--- START TASK INPUTS ---

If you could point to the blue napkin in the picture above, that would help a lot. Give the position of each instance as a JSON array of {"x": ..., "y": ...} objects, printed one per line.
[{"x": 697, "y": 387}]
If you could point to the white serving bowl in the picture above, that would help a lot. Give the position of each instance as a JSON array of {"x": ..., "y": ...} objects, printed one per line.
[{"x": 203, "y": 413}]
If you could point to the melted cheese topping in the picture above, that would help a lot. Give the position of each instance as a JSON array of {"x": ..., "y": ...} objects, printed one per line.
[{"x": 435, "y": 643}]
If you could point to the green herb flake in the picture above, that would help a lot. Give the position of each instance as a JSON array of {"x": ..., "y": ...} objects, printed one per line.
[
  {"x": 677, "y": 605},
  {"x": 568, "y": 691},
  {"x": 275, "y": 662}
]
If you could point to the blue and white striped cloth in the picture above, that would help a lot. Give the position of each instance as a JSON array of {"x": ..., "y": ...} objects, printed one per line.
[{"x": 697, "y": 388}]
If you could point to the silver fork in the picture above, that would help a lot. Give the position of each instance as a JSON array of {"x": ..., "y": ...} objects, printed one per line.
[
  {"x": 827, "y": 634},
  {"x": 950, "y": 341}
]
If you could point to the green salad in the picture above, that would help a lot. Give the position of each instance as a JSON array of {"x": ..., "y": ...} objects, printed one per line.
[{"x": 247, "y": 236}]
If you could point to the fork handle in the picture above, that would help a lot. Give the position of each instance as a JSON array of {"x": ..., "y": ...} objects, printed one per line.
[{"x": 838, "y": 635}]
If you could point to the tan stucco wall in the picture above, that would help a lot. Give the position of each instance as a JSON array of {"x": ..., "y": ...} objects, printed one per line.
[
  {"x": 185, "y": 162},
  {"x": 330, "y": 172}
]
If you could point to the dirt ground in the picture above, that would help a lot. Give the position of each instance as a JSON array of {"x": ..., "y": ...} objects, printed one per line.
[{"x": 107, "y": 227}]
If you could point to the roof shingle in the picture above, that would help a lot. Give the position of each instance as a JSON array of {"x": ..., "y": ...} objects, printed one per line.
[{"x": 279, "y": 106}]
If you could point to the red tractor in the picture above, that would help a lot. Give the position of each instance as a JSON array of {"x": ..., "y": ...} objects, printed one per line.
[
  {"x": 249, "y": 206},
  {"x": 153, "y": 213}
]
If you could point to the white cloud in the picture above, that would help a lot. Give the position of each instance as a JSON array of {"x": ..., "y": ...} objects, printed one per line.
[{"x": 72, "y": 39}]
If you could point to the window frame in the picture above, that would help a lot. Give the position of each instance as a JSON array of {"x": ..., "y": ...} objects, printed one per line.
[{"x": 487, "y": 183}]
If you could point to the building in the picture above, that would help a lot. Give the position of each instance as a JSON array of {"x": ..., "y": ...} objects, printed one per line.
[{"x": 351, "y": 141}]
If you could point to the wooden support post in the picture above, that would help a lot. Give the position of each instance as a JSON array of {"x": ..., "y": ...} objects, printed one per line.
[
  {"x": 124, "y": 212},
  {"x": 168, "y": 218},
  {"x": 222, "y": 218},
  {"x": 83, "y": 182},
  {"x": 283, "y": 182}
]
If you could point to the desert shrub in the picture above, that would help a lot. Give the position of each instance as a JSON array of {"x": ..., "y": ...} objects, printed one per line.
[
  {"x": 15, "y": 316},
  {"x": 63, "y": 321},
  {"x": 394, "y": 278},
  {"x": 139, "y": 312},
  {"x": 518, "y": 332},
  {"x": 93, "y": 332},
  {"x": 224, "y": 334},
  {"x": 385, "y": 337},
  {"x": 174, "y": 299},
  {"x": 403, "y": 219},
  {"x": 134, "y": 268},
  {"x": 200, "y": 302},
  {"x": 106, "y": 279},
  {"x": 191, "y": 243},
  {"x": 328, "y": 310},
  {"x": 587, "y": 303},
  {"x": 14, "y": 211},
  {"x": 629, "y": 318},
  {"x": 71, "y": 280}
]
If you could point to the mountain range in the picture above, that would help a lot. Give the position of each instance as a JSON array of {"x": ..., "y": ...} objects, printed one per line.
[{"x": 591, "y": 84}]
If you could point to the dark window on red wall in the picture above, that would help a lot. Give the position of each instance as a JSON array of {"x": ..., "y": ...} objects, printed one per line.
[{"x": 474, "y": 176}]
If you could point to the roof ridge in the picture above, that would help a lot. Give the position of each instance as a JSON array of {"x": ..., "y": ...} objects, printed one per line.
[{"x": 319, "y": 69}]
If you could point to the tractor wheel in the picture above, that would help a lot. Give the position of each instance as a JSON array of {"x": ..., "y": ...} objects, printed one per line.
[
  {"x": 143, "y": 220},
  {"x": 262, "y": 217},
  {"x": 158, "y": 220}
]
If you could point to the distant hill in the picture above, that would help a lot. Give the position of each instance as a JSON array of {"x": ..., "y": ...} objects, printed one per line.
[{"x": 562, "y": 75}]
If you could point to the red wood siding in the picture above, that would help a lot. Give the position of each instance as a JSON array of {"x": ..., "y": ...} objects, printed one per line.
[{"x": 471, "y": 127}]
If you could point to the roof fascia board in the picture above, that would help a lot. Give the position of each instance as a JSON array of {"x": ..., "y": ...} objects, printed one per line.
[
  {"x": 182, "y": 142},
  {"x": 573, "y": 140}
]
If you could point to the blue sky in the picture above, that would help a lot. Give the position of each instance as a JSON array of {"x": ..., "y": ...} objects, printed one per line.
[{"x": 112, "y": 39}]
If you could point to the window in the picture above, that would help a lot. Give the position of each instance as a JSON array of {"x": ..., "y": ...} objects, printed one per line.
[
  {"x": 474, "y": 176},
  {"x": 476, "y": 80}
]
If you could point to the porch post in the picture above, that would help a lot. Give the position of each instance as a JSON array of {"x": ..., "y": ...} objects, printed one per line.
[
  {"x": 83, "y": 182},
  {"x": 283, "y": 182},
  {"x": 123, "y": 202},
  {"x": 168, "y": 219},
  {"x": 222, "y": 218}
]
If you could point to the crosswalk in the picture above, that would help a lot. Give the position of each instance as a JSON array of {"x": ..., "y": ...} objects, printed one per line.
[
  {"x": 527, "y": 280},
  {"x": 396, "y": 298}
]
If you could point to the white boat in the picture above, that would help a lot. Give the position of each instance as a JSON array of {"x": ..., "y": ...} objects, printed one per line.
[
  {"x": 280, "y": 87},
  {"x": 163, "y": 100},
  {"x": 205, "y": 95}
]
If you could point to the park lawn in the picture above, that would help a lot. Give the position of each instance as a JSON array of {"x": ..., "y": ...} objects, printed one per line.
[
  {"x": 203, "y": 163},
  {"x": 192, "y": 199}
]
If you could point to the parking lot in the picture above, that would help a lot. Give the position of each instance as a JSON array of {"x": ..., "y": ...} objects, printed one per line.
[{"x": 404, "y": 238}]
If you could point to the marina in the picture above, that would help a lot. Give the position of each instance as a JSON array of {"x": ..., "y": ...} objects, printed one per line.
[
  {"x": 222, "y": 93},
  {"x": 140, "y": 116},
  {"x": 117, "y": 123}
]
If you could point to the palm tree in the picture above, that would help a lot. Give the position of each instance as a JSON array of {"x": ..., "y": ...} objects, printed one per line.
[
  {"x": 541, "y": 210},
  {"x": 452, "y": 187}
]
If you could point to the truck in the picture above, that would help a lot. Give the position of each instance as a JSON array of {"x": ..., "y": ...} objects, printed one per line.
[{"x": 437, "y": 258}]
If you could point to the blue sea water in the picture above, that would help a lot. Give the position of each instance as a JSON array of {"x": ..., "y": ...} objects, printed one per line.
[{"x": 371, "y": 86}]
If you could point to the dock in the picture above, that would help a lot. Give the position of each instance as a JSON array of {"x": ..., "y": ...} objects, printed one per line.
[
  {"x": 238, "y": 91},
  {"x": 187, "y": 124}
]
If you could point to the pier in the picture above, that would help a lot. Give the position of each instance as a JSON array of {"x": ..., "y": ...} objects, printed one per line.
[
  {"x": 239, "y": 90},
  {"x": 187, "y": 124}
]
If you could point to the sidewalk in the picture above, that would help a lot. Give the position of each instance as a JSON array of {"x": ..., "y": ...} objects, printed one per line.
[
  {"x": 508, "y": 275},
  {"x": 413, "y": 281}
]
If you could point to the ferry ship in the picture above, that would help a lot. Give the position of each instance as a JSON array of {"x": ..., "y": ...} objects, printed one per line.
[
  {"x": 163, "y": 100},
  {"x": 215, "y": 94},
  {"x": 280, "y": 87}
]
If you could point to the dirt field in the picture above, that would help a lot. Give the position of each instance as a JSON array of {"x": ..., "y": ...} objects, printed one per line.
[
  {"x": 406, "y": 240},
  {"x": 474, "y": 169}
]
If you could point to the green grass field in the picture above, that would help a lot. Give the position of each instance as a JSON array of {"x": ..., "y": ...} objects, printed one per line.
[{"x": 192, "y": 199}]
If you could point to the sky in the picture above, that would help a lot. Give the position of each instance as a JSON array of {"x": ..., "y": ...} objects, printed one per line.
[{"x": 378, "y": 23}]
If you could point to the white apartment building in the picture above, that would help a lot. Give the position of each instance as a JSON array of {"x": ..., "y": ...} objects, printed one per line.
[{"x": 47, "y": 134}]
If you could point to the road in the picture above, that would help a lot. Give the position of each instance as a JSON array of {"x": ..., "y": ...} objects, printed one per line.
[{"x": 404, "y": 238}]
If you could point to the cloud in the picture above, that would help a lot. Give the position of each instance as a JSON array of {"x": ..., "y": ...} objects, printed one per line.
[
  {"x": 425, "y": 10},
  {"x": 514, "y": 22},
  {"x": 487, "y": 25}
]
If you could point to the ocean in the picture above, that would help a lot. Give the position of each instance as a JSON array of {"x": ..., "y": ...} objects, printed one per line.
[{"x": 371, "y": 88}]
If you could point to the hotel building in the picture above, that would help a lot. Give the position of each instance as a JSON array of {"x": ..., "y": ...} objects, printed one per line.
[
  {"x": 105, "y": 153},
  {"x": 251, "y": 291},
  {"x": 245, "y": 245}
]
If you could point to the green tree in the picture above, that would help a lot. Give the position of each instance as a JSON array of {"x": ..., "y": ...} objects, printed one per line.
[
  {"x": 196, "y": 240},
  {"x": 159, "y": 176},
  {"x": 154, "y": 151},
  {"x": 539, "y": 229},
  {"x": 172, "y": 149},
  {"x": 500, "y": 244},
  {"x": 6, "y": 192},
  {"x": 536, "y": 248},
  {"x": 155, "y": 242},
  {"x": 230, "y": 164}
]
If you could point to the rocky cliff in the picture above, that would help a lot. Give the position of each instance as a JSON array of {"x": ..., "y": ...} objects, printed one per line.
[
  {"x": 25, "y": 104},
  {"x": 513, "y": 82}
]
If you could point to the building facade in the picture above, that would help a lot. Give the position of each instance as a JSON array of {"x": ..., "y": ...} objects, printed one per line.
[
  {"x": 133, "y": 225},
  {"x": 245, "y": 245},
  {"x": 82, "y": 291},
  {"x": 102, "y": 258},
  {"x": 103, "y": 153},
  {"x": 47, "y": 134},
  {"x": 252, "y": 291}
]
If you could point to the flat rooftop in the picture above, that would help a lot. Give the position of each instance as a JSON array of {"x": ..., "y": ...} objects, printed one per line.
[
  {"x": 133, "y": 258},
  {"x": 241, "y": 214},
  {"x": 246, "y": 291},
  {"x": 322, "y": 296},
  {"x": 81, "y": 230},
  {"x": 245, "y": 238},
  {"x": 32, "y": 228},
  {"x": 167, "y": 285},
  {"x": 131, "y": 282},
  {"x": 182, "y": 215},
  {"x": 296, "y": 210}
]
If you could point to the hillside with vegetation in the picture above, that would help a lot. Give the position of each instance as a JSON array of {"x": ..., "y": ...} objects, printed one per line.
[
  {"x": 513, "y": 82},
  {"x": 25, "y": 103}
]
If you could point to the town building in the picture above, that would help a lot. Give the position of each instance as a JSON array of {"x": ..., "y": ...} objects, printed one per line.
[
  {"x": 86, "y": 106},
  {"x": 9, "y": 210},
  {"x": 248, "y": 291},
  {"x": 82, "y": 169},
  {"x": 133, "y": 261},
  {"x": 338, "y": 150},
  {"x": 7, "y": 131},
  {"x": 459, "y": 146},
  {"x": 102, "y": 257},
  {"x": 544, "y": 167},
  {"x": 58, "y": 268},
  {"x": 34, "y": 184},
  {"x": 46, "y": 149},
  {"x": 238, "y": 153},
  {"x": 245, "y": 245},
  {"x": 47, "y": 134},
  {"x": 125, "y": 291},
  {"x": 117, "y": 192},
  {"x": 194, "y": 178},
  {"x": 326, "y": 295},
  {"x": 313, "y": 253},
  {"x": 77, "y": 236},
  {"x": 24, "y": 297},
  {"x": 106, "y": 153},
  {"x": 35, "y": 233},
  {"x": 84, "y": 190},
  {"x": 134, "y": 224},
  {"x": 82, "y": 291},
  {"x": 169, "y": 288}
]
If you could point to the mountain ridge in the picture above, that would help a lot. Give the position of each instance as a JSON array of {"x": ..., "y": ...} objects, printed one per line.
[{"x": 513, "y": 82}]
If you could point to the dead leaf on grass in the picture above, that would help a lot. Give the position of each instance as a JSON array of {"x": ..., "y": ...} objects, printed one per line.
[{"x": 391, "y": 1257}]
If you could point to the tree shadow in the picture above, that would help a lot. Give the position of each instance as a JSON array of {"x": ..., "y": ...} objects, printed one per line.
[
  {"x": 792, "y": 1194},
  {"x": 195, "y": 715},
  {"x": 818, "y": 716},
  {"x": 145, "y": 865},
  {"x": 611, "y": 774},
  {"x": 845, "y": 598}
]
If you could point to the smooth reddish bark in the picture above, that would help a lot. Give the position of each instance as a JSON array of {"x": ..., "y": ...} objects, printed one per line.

--- END TASK INPUTS ---

*EXERCISE DETAILS*.
Output only the lines from the one holding "If you could point to the town" through the last line above, exactly as they appear.

*RESULT*.
If you could point to the town building in the picture above, that would help a lot. Give the position of each instance as a JSON array of {"x": ..., "y": ...} objects, printed one per line.
[
  {"x": 86, "y": 106},
  {"x": 9, "y": 210},
  {"x": 248, "y": 291},
  {"x": 82, "y": 169},
  {"x": 133, "y": 261},
  {"x": 338, "y": 150},
  {"x": 7, "y": 131},
  {"x": 459, "y": 146},
  {"x": 102, "y": 257},
  {"x": 544, "y": 167},
  {"x": 58, "y": 268},
  {"x": 34, "y": 184},
  {"x": 46, "y": 149},
  {"x": 238, "y": 153},
  {"x": 245, "y": 245},
  {"x": 47, "y": 134},
  {"x": 125, "y": 291},
  {"x": 117, "y": 192},
  {"x": 194, "y": 178},
  {"x": 326, "y": 295},
  {"x": 313, "y": 253},
  {"x": 77, "y": 236},
  {"x": 24, "y": 297},
  {"x": 106, "y": 153},
  {"x": 35, "y": 233},
  {"x": 84, "y": 190},
  {"x": 134, "y": 224},
  {"x": 82, "y": 291},
  {"x": 169, "y": 288}
]
If you could point to the mountain ridge in the picture above, that would help a lot. Give the position of each instance as a JSON array of {"x": ..., "y": ...} objects, printed one per line.
[{"x": 513, "y": 82}]
If you could point to the dead leaf on grass in the picture above, that would help a lot. Give the position of each instance as a JSON array of {"x": ..., "y": ...} objects, printed one per line.
[{"x": 391, "y": 1257}]
If you could point to the tree shadow in the picture above, that would help a lot. Give the position of each instance as a JSON array of {"x": ..., "y": ...} objects, printed one per line.
[
  {"x": 792, "y": 1194},
  {"x": 195, "y": 715},
  {"x": 818, "y": 716},
  {"x": 145, "y": 865},
  {"x": 611, "y": 774},
  {"x": 845, "y": 598}
]
If you could point to the smooth reddish bark in the picture above, that would help a lot. Give the position of each instance as a JSON array of {"x": ..., "y": ...} objects, printed one per line.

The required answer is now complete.